[[ Record excerpts open ]]
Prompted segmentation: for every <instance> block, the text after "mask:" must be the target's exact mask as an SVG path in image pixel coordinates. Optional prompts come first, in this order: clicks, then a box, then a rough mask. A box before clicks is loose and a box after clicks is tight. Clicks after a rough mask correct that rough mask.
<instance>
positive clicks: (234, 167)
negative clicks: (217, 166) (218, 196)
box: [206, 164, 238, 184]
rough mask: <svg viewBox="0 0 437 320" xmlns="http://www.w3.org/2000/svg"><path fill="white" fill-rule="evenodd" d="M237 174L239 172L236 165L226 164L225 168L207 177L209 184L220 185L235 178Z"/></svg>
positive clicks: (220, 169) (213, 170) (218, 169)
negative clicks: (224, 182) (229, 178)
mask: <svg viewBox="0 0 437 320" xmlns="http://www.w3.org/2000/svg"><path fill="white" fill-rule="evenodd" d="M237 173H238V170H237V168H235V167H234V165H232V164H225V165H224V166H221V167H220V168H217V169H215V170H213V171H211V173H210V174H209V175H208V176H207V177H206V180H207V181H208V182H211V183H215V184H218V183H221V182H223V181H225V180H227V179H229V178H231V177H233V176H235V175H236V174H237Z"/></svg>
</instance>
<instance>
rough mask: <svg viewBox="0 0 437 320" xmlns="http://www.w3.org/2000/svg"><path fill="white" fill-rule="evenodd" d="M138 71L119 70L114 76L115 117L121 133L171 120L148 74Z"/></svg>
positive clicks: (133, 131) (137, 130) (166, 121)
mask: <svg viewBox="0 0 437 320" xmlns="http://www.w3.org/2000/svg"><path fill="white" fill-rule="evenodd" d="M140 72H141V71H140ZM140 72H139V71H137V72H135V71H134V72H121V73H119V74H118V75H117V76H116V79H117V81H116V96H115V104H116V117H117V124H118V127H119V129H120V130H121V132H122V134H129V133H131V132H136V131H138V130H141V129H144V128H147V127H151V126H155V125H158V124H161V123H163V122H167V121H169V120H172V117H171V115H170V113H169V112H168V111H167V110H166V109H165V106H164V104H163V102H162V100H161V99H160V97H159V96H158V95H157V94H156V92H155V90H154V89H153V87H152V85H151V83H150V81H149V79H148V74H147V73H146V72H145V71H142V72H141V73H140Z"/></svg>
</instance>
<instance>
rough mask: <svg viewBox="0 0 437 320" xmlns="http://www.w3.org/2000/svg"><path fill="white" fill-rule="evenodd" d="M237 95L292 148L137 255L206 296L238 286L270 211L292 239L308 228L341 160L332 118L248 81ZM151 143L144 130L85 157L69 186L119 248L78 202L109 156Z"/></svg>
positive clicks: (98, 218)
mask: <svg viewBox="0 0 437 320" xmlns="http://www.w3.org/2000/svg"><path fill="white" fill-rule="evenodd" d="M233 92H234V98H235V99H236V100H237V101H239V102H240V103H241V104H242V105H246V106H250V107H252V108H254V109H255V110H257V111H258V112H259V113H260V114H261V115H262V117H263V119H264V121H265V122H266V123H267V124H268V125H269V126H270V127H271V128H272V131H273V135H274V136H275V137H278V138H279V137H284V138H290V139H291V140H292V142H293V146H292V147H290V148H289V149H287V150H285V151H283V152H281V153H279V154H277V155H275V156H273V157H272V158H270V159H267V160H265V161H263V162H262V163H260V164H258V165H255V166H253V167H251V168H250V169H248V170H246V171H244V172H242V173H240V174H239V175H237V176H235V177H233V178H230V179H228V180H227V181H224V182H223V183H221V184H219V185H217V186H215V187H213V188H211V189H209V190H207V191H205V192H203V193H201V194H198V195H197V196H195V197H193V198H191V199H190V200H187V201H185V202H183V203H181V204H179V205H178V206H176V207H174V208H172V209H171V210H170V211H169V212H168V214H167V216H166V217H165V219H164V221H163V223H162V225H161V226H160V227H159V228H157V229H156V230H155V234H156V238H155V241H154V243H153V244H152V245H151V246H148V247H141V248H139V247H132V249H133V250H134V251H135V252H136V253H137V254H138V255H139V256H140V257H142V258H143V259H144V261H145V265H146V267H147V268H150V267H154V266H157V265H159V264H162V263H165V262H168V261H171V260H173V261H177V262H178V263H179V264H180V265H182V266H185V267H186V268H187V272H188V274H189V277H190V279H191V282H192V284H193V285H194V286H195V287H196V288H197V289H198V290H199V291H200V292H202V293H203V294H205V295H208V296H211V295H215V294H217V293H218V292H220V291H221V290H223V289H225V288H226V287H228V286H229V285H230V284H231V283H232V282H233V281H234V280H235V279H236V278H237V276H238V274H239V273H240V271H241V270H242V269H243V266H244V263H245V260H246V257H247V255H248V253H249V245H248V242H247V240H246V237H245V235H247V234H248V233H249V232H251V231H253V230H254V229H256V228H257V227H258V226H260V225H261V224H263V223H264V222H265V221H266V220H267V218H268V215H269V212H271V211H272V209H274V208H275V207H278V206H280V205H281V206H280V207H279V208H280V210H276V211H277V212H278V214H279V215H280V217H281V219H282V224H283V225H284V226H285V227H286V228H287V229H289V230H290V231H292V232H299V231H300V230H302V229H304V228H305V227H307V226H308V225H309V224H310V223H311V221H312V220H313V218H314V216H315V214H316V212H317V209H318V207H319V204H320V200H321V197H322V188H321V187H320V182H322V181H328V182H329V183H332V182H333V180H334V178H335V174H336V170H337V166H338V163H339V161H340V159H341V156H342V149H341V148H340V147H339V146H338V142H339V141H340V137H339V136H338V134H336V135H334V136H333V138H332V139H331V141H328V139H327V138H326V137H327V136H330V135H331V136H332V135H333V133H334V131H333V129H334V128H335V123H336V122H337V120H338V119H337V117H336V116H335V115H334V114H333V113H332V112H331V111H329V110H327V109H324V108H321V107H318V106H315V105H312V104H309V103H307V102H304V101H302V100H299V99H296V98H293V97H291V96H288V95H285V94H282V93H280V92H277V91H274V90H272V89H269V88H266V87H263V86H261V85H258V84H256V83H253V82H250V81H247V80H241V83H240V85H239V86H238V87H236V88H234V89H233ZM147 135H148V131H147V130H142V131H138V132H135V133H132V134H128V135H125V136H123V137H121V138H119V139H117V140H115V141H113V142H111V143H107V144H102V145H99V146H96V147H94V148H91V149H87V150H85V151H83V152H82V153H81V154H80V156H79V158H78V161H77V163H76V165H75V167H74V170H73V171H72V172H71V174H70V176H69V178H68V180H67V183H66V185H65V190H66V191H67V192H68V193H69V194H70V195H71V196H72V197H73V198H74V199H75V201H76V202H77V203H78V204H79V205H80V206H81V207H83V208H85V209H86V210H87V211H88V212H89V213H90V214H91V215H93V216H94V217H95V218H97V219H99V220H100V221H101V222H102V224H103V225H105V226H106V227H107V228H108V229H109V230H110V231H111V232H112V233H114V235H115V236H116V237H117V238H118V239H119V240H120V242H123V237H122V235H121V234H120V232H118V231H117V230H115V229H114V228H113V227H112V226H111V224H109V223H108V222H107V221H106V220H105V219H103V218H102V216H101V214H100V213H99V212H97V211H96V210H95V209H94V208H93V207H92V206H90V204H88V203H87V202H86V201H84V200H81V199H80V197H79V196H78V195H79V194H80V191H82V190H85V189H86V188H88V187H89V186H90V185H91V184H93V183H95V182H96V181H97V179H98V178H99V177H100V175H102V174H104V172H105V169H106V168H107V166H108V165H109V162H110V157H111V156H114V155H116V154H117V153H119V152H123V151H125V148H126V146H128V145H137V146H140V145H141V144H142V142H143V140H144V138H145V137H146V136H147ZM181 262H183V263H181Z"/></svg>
[[ Record excerpts closed ]]
**Task details**
Please, from the material above, copy only the lines from the line with "174L239 172L236 165L226" up to and including the line with "95L292 148L137 255L206", exactly as written.

**Task result**
rough mask: <svg viewBox="0 0 437 320" xmlns="http://www.w3.org/2000/svg"><path fill="white" fill-rule="evenodd" d="M237 174L239 172L236 165L226 164L225 168L207 177L209 184L220 185L235 178Z"/></svg>
positive clicks: (220, 169) (213, 170) (218, 169)
negative clicks: (224, 182) (229, 178)
mask: <svg viewBox="0 0 437 320" xmlns="http://www.w3.org/2000/svg"><path fill="white" fill-rule="evenodd" d="M237 173H238V170H237V168H235V167H234V165H232V164H225V165H224V166H221V167H220V168H217V169H215V170H213V171H211V173H210V174H209V175H208V176H207V177H206V180H207V181H208V182H211V183H215V184H218V183H221V182H223V181H225V180H227V179H229V178H231V177H233V176H235V175H236V174H237Z"/></svg>
</instance>
<instance>
rough mask: <svg viewBox="0 0 437 320" xmlns="http://www.w3.org/2000/svg"><path fill="white" fill-rule="evenodd" d="M138 71L119 70L114 76L115 117L121 133L171 120L148 74Z"/></svg>
positive clicks: (133, 131) (137, 130) (166, 121)
mask: <svg viewBox="0 0 437 320" xmlns="http://www.w3.org/2000/svg"><path fill="white" fill-rule="evenodd" d="M140 72H141V71H140ZM140 72H139V71H137V72H135V71H134V72H121V73H119V74H118V75H117V76H116V79H117V81H116V96H115V104H116V117H117V124H118V127H119V129H120V130H121V132H122V134H129V133H131V132H136V131H138V130H141V129H144V128H147V127H151V126H155V125H158V124H161V123H163V122H167V121H169V120H172V117H171V115H170V113H169V112H168V111H167V110H166V109H165V106H164V104H163V102H162V100H161V99H160V97H159V96H158V95H157V94H156V92H155V90H154V89H153V87H152V85H151V83H150V81H149V79H148V74H147V73H146V72H145V71H142V72H141V73H140Z"/></svg>
</instance>
<instance>
rough mask: <svg viewBox="0 0 437 320" xmlns="http://www.w3.org/2000/svg"><path fill="white" fill-rule="evenodd" d="M237 95L292 148L137 255L206 296L238 286L270 211L292 239L308 228L341 160L332 118L248 81ZM151 143L144 130L85 157L69 186L119 248L78 202L109 156Z"/></svg>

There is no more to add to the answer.